**Dataset records**.
________

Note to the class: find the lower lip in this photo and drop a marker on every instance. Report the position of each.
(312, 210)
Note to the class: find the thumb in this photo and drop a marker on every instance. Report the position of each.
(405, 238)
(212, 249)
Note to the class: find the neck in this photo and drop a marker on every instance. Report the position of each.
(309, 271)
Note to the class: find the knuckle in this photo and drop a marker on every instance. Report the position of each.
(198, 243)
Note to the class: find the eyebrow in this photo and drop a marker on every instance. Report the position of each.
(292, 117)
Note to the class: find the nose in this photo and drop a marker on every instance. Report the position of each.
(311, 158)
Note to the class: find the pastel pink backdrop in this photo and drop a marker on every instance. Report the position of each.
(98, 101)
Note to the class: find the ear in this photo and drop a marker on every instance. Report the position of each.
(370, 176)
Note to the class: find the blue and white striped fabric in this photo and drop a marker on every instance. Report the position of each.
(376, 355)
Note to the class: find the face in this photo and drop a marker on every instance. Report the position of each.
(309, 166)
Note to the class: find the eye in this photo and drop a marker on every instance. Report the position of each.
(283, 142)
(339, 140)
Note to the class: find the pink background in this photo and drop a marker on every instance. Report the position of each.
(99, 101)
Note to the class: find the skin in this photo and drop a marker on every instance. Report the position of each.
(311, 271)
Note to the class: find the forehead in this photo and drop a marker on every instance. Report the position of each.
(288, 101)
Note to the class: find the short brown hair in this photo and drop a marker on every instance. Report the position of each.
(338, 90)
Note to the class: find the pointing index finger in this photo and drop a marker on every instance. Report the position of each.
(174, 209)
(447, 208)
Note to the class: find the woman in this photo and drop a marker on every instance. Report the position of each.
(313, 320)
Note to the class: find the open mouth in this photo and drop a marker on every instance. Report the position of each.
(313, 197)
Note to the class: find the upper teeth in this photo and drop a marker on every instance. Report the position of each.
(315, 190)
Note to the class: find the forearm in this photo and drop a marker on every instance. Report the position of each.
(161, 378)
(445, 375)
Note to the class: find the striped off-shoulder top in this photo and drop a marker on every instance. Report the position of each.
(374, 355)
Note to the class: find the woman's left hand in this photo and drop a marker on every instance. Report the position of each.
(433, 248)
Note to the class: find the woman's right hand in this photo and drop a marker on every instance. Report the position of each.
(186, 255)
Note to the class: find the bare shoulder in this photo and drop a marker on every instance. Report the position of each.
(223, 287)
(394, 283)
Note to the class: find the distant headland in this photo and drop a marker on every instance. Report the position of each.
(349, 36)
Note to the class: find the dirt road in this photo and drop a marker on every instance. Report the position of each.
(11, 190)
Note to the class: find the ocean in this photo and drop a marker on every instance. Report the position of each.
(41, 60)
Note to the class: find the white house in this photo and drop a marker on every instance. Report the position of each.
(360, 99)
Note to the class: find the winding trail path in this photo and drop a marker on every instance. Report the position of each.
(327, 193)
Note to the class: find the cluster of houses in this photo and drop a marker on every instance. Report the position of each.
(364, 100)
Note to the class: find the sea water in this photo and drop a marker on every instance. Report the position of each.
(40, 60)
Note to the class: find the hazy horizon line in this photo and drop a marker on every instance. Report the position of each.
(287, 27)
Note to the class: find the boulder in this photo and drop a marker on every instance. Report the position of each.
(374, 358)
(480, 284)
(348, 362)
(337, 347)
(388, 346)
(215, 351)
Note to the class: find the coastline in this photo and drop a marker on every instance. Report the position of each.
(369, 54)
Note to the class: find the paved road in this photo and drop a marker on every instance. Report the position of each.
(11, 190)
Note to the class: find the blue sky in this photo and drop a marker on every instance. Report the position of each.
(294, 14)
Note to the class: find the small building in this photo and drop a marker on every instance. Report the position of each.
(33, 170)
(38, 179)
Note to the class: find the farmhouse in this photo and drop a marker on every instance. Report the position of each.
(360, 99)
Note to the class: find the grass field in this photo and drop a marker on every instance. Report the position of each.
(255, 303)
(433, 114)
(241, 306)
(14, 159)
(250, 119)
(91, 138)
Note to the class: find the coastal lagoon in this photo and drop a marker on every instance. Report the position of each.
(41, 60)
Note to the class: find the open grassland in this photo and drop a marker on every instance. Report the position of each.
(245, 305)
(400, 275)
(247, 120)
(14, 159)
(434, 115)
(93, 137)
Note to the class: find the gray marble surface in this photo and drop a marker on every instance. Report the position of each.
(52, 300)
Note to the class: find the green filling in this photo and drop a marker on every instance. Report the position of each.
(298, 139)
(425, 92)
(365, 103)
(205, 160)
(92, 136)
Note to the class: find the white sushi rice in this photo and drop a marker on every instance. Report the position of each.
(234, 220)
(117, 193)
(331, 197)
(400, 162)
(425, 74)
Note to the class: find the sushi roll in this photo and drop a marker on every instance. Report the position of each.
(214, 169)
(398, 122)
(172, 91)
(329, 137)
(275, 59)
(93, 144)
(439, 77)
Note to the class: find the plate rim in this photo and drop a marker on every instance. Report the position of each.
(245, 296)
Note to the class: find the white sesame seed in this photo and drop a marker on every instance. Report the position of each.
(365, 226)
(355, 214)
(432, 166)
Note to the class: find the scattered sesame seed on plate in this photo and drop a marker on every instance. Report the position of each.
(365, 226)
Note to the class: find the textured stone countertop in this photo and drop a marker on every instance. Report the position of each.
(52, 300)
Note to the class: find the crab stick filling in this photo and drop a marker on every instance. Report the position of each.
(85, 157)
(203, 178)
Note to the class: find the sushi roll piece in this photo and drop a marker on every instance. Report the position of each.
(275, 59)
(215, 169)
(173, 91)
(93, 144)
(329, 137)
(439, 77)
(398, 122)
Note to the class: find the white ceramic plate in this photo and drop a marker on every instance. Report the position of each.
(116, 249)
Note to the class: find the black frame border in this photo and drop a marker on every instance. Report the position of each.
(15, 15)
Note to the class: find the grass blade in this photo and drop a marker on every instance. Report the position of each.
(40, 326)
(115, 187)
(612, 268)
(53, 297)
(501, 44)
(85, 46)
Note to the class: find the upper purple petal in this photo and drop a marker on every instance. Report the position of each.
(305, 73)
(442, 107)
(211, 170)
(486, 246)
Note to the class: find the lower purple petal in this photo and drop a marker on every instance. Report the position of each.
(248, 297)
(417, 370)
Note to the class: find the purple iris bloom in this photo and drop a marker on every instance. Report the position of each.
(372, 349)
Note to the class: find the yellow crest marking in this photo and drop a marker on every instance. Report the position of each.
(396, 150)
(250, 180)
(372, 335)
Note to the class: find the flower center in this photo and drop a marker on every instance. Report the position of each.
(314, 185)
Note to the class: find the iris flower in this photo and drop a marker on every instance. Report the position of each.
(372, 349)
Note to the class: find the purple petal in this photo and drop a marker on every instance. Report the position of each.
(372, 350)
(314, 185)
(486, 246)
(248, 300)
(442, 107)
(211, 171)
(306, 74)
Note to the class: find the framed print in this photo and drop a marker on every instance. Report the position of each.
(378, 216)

________

Print each entry above exactly as given.

**Exercise response**.
Note to the class: find the lower lip in this photo and drop a marker on every instance. Report the position of each.
(312, 210)
Note to the class: find the thumb in this photo and drop a marker on every instance. Report the position of each.
(405, 238)
(212, 249)
Note to the class: find the neck in this photo and drop a marker on every instance. Report the position of each.
(309, 271)
Note to the class: find the knuckle in this photo and drop a marker on every instance. Report the position of each.
(198, 243)
Note to the class: find the eyebrow in this photo and drop a marker on every instance. Report the position of each.
(292, 117)
Note to the class: find the nose in this photo and drop a marker on every instance. Report the position of each.
(311, 158)
Note to the class: find the pastel pink backdrop in this photo and drop a marker on every instance. Report the position of each.
(98, 101)
Note to the class: find the ear in this photo and drop a marker on every instance. Report the position of each.
(370, 176)
Note to the class: find the blue and white striped fabric in this photo and drop a marker on every instance. Report the position of each.
(376, 355)
Note to the class: find the face in this photo and drop a marker on every instance. Report the position of each.
(309, 166)
Note to the class: find the eye in this photo and drop a marker on every instance. Report the position of each.
(283, 142)
(339, 140)
Note to the class: find the pink background in this photo and drop a marker on every instance. Report the position of each.
(99, 101)
Note to the class: find the skin in this photo and drop a marker on every instance. Report the position of each.
(311, 271)
Note to the class: find the forehead in this photo and drop a marker on every instance. Report the position of each.
(288, 101)
Note to the class: find the short brown hair in this photo and drop a marker on every instance. Report the position of each.
(338, 90)
Note to the class: find the pointing index finger in this photo and drop a marker on every instance. Report the position of each.
(174, 209)
(447, 208)
Note to the class: find the woman in this photo and drop a marker on every instance. Report the position of each.
(313, 320)
Note to the class: find the open mouth in this photo and drop a marker on every instance. Report the position of each.
(313, 197)
Note to the class: find the upper teeth in this photo and drop a marker on every instance. Report the position of each.
(315, 190)
Note to the class: find the forearm in this photo and drop a marker on every instance. Report the position of each.
(161, 378)
(445, 375)
Note to the class: find the striped off-shoulder top in this photo and drop a marker on every instance. Report the position of each.
(374, 355)
Note to the class: find the woman's left hand in this photo and drop a marker on every instance. Report the position of each.
(433, 248)
Note to the class: find the woman's right hand in this photo and drop a marker on every instance. Report the position of each.
(186, 255)
Note to the class: find the bare shoulder in this photo and drop a marker on every instance. Report the position of each.
(223, 287)
(394, 283)
Note to the class: find the distant headland in this photo and drop a marker on every instance. Report the position of each.
(349, 36)
Note to the class: find the dirt road in this photo and drop a marker on every instance. Report the position of each.
(11, 190)
Note to the class: find the ocean in this photo and drop a marker on every instance. Report the position of each.
(41, 60)
Note to the class: find the white house in this photo and drop a marker on every instance. Report the position of each.
(360, 99)
Note to the class: find the winding trail path in this photo and drop a marker on every instance. Report the position of each.
(327, 193)
Note to the class: find the cluster of houses in this photo and drop a marker on every instance. Report the position of each.
(364, 100)
Note to the class: find the sea water in this photo and drop a marker on every instance. Report the position of each.
(40, 60)
Note to the class: find the hazy horizon line in this photo and drop a marker on every instance. Report the position of each.
(287, 27)
Note to the class: find the boulder in this photo and drop a marker on every instance. Report the position of each.
(374, 358)
(480, 284)
(348, 362)
(337, 347)
(388, 346)
(215, 351)
Note to the class: find the coastline in this photo and drop a marker on every instance. Report the position of each.
(369, 54)
Note to the class: find the paved road in this photo and drop a marker on every instance. Report the position of each.
(11, 190)
Note to the class: find the blue sky in this photo and drop a marker on every instance. Report the position of each.
(294, 14)
Note to the class: find the small building in this photo and drop a marker on every instance. Report the position of each.
(33, 170)
(38, 179)
Note to the class: find the farmhouse in this photo and drop a marker on every instance. Report the position of each.
(360, 99)
Note to the class: find the grass field in this photo and drop a marker on every instance. Report the position of each.
(255, 303)
(433, 114)
(241, 306)
(14, 159)
(250, 119)
(91, 138)
Note to the class: find the coastal lagoon in this photo and drop a marker on every instance. Report the position of each.
(41, 60)
Note to the class: find the open grassland in this photo and drop a marker on every instance. Report the position of each.
(245, 305)
(400, 275)
(247, 120)
(14, 159)
(434, 115)
(93, 137)
Note to the class: find the gray marble surface in this photo and drop a marker on every instance. Report the position of each.
(52, 300)
Note to the class: find the green filling in this photo and drop a marker on every instance. Report the position of each.
(298, 139)
(425, 92)
(365, 103)
(205, 160)
(92, 136)
Note to the class: find the white sushi rice in this photo and drop a marker on every instance. Report the position of each.
(234, 220)
(117, 193)
(331, 197)
(400, 162)
(425, 74)
Note to the class: find the sushi roll in this photo and drop a marker on every instance. Report the position of each.
(214, 169)
(398, 122)
(172, 91)
(329, 137)
(275, 59)
(93, 144)
(439, 77)
Note to the class: find the plate rim in this photo and drop a marker on every instance. Report the position of each.
(245, 296)
Note to the class: find the white sesame seed in this photo and drop a marker on every instance. Report the position of each.
(365, 226)
(355, 214)
(432, 166)
Note to the class: find the scattered sesame seed on plate in this photo and drop a marker on every instance. Report the position of each.
(365, 226)
Note to the class: find the textured stone countertop in this photo and drop a marker on every instance. Report the position of each.
(52, 300)
Note to the class: find the crab stick filling in this photo and drop a marker on every instance. Report the position of each.
(85, 157)
(203, 178)
Note to the class: find the sushi roll piece in this photo and drop a marker on every instance. Report the position of each.
(275, 59)
(215, 169)
(173, 91)
(93, 144)
(329, 137)
(439, 77)
(398, 122)
Note to the class: find the white ceramic plate in this photo and drop a marker on every instance. Report the position of each.
(116, 249)
Note to the class: find the black frame border in this photo and drop a marker on every instance. Report the position of each.
(15, 15)
Note to the class: find the grass blade in this photo and drop a marker on every instance. Report the position of each.
(40, 326)
(115, 187)
(612, 268)
(53, 297)
(501, 44)
(85, 46)
Note to the class: find the upper purple petal in this photo and drop a marker on every instance. Report the position of each.
(305, 73)
(442, 107)
(211, 170)
(486, 246)
Note to the class: find the lower purple petal in this photo and drop a marker on every instance. Report the position of each.
(248, 297)
(417, 370)
Note to the class: find the purple iris bloom in this photo and drop a marker on every instance. Report the position of each.
(372, 349)
Note to the class: find the yellow crest marking in this photo and drop a marker on every instance. Report the position of each.
(396, 150)
(250, 180)
(372, 335)
Note to the class: find the flower center in this photo and drop a marker on every instance. Report the position of each.
(314, 185)
Note to the class: find the iris flower in this photo and drop a marker on every instance. Report the position of each.
(372, 349)
Note to the class: find the purple petal in this photo and drop a marker on every instance. Report the position of each.
(372, 350)
(314, 185)
(486, 246)
(248, 300)
(442, 107)
(211, 171)
(306, 74)
Note to the class: find the framed print in this photo and drop a marker on every instance. Report the position of each.
(378, 216)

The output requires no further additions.